- **SELECTED TEXT**:
Full text of GPC Good Practice Guidelines

Prepared by The Joint Computing Group of the General Practitioners Committee and the Royal College of General Practitioners

2.4.3 Legal characteristics

For the most part the principles of behaviour that underpin legal and professional aspects of medical record keeping are similar for paper records and EPRs, there are significant differences in the effects of the law on principles of good practice for computerised records compared to paper records;
• Medical confidentiality

There is no English statute law that expressly asserts the obligations, commonly referred to as medical confidentiality. Information held in confidence is protected legally by the Data Protection Act (DPA) 1998 and professionally by the GMC3.

• Access to records

Access to electronic and paper records are covered by the Data Protection Act 1998 (see chapter 3 of these guidelines).
GMC Confidentiality: protecting and providing information

• Medico-legal

There are two aspects of the law as it affects medico-legal characteristics of records that provide for significant differences between paper and computerised records. The first of these relates to the ease with which medical records can be altered without that being obvious. The Civil Evidence Acts contain a provision to prevent any such alteration of a record from tainting the evidence that might be presented to a court.
The second issue relates to the question of the whereabouts of the true account of events for any case at issue. For a paper record this is usually obvious, however it is much less clear for electronic records and current law does not help in this regard. These issues will be considered further and developed in the information governance chapter below.

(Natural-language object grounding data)
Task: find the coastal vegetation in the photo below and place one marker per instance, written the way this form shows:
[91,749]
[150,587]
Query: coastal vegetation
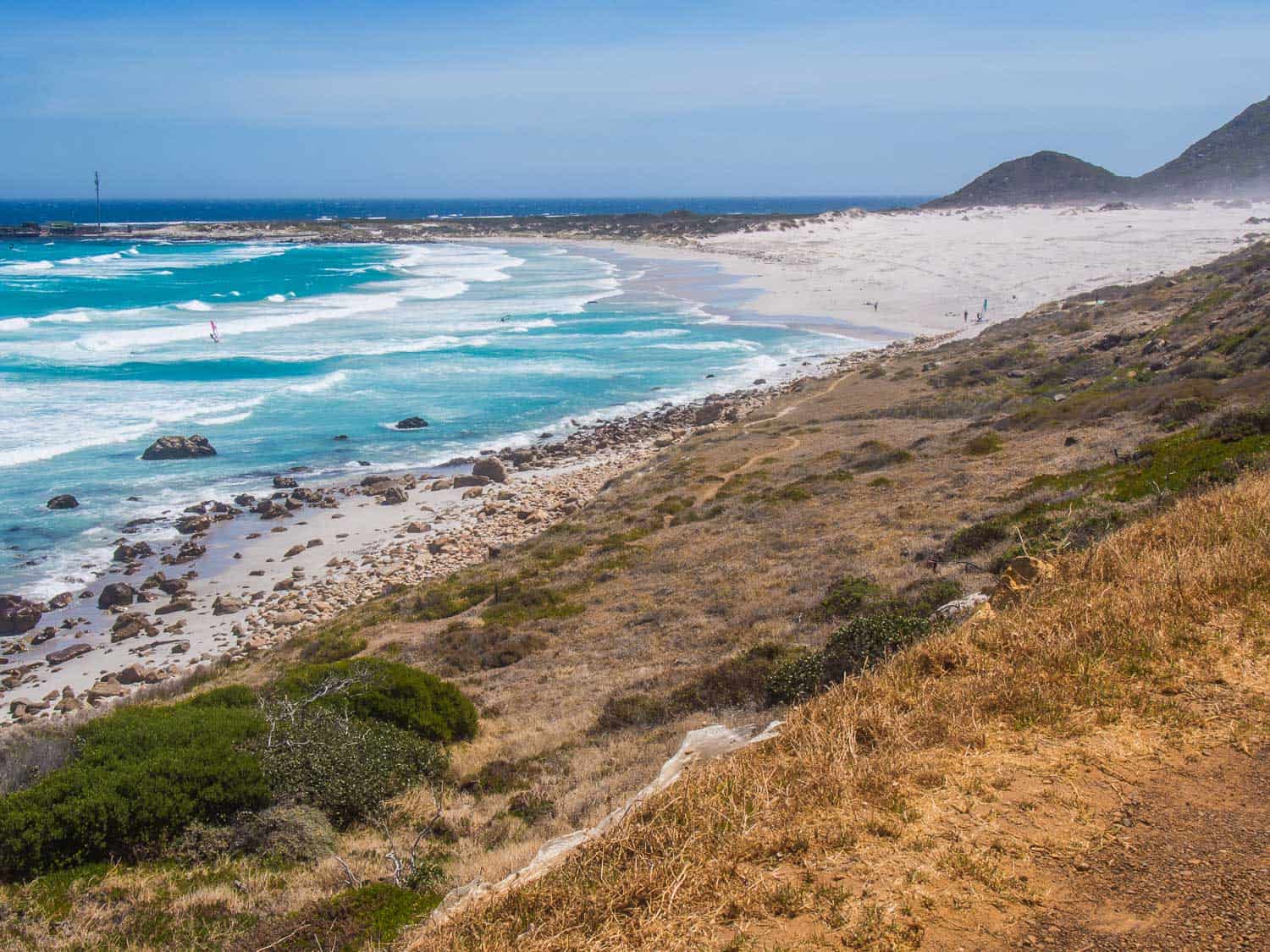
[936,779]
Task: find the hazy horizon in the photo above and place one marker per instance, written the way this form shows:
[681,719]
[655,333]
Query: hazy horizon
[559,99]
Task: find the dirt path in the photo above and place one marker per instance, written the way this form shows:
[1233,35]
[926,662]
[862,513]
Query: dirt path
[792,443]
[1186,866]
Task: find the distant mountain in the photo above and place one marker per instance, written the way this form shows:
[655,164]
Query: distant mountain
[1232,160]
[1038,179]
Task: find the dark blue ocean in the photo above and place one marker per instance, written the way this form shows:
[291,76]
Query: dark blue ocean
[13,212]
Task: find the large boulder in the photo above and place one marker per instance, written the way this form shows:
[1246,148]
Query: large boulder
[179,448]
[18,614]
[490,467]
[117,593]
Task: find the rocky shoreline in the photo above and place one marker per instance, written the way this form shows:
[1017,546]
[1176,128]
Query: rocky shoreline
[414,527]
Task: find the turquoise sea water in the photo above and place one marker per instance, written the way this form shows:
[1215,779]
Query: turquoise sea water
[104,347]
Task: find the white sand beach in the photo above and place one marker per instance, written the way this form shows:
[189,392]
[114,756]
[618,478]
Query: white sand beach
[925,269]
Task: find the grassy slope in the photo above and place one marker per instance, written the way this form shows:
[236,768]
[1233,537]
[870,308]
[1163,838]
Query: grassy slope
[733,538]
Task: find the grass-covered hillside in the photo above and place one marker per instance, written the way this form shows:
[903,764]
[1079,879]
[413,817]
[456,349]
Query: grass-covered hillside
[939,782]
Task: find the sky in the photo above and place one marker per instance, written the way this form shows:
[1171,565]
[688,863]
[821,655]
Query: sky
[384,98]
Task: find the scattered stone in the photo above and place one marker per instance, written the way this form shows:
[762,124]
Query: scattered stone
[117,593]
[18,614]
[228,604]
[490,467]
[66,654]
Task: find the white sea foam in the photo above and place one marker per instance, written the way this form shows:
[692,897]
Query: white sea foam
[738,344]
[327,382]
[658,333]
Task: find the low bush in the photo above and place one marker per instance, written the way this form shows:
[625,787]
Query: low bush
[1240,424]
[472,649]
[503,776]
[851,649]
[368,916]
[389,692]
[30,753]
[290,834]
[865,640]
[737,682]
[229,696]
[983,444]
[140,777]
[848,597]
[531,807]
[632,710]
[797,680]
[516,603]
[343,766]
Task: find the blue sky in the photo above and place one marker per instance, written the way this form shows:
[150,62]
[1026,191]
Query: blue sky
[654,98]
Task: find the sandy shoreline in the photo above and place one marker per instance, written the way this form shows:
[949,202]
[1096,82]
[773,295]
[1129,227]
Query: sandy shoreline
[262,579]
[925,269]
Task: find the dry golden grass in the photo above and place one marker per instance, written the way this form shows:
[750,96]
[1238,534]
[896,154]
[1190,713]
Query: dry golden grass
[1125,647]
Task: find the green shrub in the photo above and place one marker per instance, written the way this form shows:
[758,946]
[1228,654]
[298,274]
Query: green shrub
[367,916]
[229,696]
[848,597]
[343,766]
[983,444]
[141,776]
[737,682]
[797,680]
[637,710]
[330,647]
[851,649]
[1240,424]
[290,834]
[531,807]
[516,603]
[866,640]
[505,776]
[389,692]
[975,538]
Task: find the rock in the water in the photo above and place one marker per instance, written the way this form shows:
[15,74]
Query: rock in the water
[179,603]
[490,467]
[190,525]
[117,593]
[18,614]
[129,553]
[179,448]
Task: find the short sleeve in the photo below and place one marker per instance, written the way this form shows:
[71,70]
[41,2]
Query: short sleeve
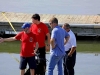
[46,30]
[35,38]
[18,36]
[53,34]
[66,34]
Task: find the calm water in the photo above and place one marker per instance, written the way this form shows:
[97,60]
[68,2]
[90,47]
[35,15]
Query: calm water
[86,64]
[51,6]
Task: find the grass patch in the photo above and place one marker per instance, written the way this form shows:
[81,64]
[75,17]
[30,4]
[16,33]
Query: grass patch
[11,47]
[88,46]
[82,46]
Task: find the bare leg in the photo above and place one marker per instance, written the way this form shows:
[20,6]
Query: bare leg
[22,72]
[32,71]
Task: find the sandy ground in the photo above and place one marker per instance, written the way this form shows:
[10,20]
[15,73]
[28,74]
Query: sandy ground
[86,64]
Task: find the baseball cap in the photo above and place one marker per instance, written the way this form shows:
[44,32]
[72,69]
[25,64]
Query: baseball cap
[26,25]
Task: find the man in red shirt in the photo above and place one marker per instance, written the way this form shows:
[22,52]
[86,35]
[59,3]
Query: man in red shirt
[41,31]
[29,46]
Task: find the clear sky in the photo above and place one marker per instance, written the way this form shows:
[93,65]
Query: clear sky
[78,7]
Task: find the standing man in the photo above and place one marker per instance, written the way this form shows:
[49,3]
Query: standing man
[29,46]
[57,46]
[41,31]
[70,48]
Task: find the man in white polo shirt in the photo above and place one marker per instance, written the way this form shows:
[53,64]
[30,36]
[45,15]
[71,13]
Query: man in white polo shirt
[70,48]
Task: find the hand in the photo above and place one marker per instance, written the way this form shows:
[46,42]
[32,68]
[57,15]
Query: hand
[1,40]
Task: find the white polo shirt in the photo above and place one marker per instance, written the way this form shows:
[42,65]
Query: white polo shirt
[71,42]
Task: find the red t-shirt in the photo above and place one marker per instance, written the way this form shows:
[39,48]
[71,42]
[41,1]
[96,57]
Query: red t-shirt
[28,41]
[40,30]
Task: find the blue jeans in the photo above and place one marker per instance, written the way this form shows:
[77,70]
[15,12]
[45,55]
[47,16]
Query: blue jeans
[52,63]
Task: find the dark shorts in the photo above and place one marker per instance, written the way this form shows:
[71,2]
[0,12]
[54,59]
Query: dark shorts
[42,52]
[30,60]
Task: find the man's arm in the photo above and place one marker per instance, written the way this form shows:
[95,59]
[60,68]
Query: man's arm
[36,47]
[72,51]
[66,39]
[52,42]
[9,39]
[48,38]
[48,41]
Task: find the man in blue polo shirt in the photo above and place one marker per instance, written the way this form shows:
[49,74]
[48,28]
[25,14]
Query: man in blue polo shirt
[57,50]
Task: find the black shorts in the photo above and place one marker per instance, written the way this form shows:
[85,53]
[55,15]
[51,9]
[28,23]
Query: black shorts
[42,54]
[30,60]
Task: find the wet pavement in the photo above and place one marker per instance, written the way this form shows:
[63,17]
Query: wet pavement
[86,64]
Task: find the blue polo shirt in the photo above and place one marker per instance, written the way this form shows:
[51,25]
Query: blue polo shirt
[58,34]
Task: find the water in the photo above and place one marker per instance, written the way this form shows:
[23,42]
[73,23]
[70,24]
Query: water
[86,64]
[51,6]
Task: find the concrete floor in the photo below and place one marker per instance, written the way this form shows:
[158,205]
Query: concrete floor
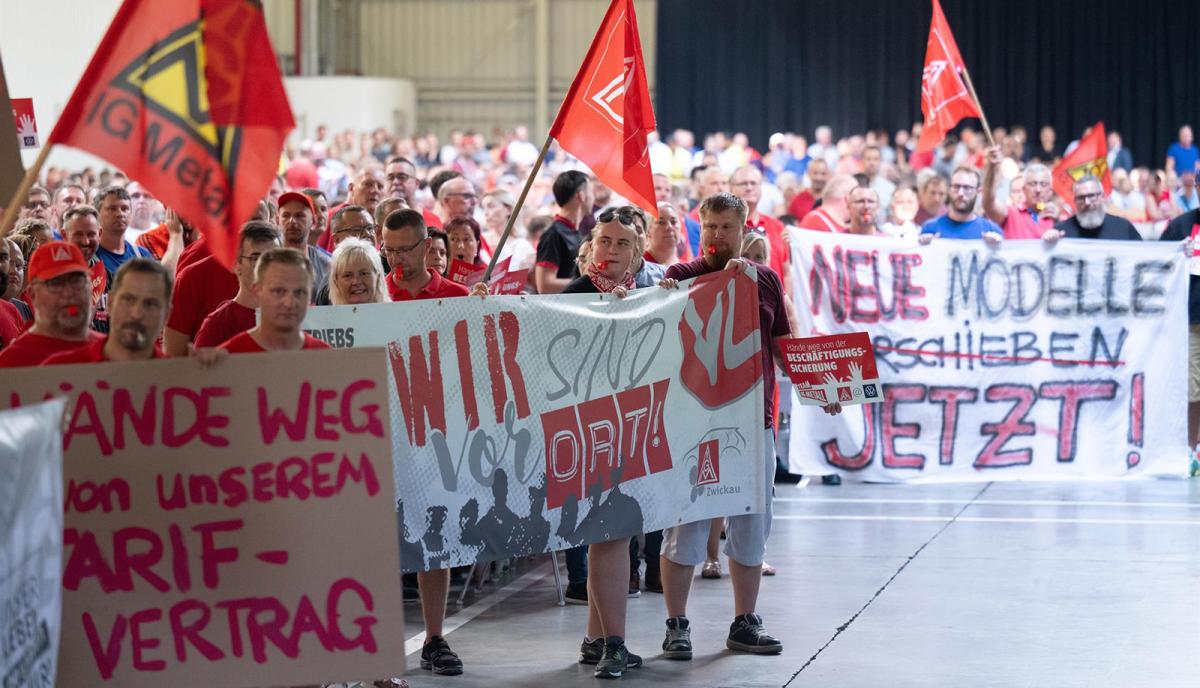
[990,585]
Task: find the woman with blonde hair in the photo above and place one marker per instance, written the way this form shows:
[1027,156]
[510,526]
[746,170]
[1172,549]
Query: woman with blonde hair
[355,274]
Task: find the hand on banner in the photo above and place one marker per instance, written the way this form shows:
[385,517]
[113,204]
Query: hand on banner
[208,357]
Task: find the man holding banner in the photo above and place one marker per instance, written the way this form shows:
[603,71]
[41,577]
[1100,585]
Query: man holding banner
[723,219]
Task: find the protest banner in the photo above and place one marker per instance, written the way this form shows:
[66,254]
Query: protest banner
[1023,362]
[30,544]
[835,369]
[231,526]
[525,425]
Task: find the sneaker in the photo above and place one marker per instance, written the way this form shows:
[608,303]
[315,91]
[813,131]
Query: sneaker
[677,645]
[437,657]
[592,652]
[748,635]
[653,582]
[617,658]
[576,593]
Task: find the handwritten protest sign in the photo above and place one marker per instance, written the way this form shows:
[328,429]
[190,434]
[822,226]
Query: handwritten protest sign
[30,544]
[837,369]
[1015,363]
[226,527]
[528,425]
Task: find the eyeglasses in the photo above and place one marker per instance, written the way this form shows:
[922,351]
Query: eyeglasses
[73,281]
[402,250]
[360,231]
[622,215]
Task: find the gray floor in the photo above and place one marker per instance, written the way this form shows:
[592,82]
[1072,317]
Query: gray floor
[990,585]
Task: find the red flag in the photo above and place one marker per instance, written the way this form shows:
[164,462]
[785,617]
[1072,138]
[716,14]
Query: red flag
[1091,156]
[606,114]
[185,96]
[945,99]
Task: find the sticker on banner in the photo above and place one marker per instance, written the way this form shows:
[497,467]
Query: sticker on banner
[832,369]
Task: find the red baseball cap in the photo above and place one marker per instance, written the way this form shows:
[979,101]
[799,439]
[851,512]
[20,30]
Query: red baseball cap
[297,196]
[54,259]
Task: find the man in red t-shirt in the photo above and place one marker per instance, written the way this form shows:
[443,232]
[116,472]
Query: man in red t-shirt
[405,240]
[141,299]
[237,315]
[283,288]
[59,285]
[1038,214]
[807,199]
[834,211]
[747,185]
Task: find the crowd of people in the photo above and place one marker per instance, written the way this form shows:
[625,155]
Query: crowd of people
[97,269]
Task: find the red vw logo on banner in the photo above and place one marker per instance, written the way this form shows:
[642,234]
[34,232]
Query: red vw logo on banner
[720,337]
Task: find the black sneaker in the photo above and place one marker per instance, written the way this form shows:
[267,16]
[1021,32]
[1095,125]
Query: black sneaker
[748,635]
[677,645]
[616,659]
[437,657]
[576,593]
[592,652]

- **TASK INSTRUCTIONS**: Revise the stretch of the good practice guidelines from "There are two" through "to a court.", changing "tainting" to "compromising".

- **TASK SOLUTION**:
There are two aspects of the law as it affects medico-legal characteristics of records that provide for significant differences between paper and computerised records. The first of these relates to the ease with which medical records can be altered without that being obvious. The Civil Evidence Acts contain a provision to prevent any such alteration of a record from compromising the evidence that might be presented to a court.